### 本文抜粋
####
名将・馬淵史郎監督も絶賛の「二刀流」山形中央・武田陸玖 最後の夏へ、投手として見せたいボールと打者としての課題は?

  • 菊地高弘●文・写真 text & photo by Kikuchi Takahiro

【名将・馬淵監督が「ちょっと違う」と絶賛】

「いろんな人から『すごいね』って言われるんですけど、何を意識してるのかと聞かれても答えられないんです」

 この言葉に、山形中央の武田陸玖(りく)という選手のすべてが集約されているように感じた。

――本能でプレーする天才。

 武田を初めて見た時、そんな印象を受けたのを覚えている。

投打で高い評価を得ている山形中央の武田陸玖(りく)投打で高い評価を得ている山形中央の武田陸玖(りく)この記事に関連する写真を見る 武田は4月に実施されたU18日本代表候補選手強化合宿で、もっとも株を上げた存在だろう。山形中央では3年春まで甲子園出場はなし。身長174センチ、体重75キロと体格的にも平凡。それでも、打っては類まれな対応力でヒット性の打球を連発し、投げては捕手に向かって加速するような好球質のストレートを披露。50メートル走のタイムは計ったことがないそうだが、30メートル走のタイムは3秒85。身体能力は高い。
####
### 提示記録
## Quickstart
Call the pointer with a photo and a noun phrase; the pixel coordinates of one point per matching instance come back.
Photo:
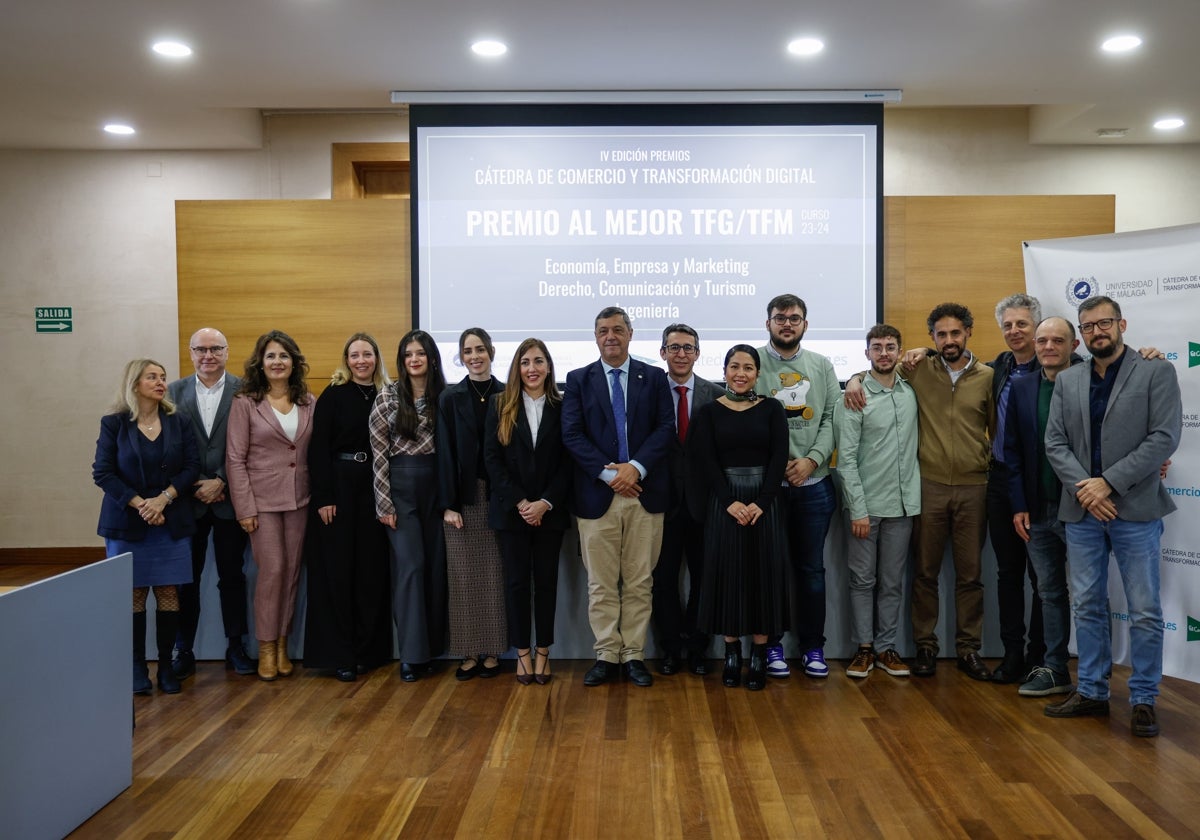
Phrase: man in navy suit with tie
(205, 397)
(618, 425)
(682, 535)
####
### 作業指示
- A) 武田陸玖の記事について、以下に答えよ。
(i) 武田はいろんな人から何と言われると述べているか。
(ii) 武田が4月に参加した合宿の名称は何か。
(iii) 武田の30メートル走のタイムは何秒か。
- B) 武田陸玖の記事中の一文「武田を初めて見た時、そんな印象を受けたのを覚えている。」を英語に訳せ。
- C) 武田陸玖の記事の続きを、末尾の文の後から書き継いで示せ。
記録は本文とは独立した別資料である。

### 解答例
- A)
(i) 「すごいね」
(ii) U18日本代表候補選手強化合宿
(iii) 3秒85

- B) I remember getting that impression when I first saw Takeda.

- C)
 U18代表監督の馬淵史郎監督(明徳義塾)は武田の投打のポテンシャルを評価し、「ちょっと違うなと思った」と絶賛した。

 特に鮮烈だったのは打撃面だ。快速球にも鋭い変化球にも反応して、バットの芯でとらえる。どんな感覚で打っているのか本人に尋ねたところ、冒頭の答えが返ってきた。打席内で考えていることは、「タイミングを合わせることくらい」だという。

 重ねて「打席であれこれ考えると打てないですよね?」と聞くと、武田は笑いながら「はい」と答えた。目元が細く、元横綱の朝青龍を彷彿とさせる愛嬌のある笑顔は、不思議と周囲の人間に安らぎを与える。

 本人は強い"二刀流"志望だ。投手と野手のどちらがやっていて楽しいかと尋ねても、武田は「どっちもです!」と力強く即答した。

 左投左打の外野手として成功する可能性は高いが、成長中の投手としての資質も捨てがたい。そんな特性も含めて、矢澤宏太(日本ハム)とよく似ている。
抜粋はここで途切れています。